■ **Extrait du texte**:
# Linux sur Xserve G5



## snoopy66 (28 Novembre 2008)

Bonjour,

J'ai trois serveurs Xserve G5 (Donc PowerPC et non Intel) dans un Datacenter que je dois reconvertir sous Linux.

Quelqu'un a déjà fait cela ? Avec quelle distribution ?

Où trouvez de la documentation sur ce procédé ?

Merci de votre Aide !!!


----------



## Anonyme (28 Novembre 2008)

Sur ubuntu-fr, il y en a qui on fait des installations sur xserve g5.


----------



## gagarts (28 Novembre 2008)

Salut...
Je n'utilise pas de serveur... donc, je ne sais pas... mais si tu passes à Ubuntu (version serveur) pour PPC (G3-G5) jette un coup d'oeil à :
1- la version LTS (support de 5 ans - pas valable pour les PPC) actuelle : Hardy Heron (8.04.1) :
http://cdimage.ubuntu.com/ports/releases/8.04/release/
2- la dernière version d'Ubuntu : Intrepid Ibex (8.10) :
http://cdimage.ubuntu.com/ports/releases/8.10/release/

Prends (si tu veux tester) celle qui s'appelle : ubuntu-8.XX-server-powerpc.iso (XX étant à remplacer par la version que tu as choisie : "04.1" ou "10"  )

Bon courage !

EDIT : Après une petite recherche, j'ai trouvé ça (en anglais) :
http://ph.ubuntuforums.com/showthread.php?t=802225
Je ne sais pas si ça aidera !


----------



## snoopy66 (31 Décembre 2008)

Merci pour vos réponses.
Je vais me lancer dans l'aventure ! (Et essayer d'écrire une doc !!)


----------



## gagarts (5 Janvier 2009)

Salut !
Je profite d'un petit passage pour te dire :
N'UTILISE PAS INTREPID IBEX (8.10) SUR PPC (G3, G4 ou G5 )
à moins que ça soit juste pour un test !
J'ai foiré les 4 PowerMac sur lesquels j'avais tenter quelque chose et j'ai dû revenir à 8.04... qui plante à chaque fois chez moi !
Résultat, Réinstallation de 7.10 sur tous les postes, puis, mise à jour vers 8.04 avant de régler les différents bugs...
Voilà !

Enfin que ça ne t'empêche pas de passer une BONNE ANNEE !


----------

(Libellés des points d'objets)
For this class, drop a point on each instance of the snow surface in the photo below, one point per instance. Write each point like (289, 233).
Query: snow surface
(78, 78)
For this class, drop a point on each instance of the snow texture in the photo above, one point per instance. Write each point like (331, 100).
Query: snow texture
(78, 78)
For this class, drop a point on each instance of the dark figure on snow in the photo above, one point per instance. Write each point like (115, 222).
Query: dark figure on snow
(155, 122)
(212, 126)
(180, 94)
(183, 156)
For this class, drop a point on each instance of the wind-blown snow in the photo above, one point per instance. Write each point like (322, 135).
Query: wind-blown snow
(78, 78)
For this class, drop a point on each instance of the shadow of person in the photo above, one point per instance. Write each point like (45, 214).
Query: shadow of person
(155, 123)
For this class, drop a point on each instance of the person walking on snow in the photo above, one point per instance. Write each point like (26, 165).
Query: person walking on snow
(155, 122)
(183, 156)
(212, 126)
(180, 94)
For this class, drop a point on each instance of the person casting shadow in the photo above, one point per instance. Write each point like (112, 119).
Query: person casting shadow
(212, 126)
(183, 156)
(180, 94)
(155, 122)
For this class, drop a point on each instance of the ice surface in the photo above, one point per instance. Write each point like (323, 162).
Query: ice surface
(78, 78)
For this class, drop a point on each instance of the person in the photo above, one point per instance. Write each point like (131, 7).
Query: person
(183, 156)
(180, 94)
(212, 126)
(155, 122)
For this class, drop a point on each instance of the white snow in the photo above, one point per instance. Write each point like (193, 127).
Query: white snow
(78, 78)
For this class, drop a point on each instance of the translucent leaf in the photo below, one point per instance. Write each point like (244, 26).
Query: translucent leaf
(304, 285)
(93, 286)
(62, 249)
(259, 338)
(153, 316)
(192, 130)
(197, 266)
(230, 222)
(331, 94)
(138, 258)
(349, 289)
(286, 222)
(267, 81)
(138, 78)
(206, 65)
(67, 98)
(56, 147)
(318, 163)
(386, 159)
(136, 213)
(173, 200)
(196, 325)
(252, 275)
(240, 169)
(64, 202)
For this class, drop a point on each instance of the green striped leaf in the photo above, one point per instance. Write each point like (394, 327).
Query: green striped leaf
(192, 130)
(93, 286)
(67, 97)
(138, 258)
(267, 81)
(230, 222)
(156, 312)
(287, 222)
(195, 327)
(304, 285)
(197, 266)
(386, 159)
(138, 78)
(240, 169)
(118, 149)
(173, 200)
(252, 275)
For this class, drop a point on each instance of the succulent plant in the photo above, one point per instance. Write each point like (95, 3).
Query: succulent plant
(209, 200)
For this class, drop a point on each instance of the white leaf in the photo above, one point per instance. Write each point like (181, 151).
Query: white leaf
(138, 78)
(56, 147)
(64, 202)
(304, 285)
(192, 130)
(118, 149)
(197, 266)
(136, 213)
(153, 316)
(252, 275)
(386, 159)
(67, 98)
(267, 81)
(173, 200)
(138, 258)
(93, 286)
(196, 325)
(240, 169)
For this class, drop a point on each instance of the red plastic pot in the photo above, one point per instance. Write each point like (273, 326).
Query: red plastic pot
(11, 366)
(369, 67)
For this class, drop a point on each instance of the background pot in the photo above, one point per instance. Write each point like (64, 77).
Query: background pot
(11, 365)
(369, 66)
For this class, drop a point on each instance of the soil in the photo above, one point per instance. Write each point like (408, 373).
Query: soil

■ **Consignes à suivre**:
Recopiez à l'identique, s'il vous plaît, le passage de la discussion qui commence par « Quelqu'un a déjà » et se poursuit jusqu'à « Anonyme (28 Novembre 2008) ». Ces données proviennent d'une autre source que la discussion.

■ **Corrigé de l'exercice**:
Quelqu'un a déjà fait cela ? Avec quelle distribution ?

Où trouvez de la documentation sur ce procédé ?

Merci de votre Aide !!!


----------



## Anonyme (28 Novembre 2008)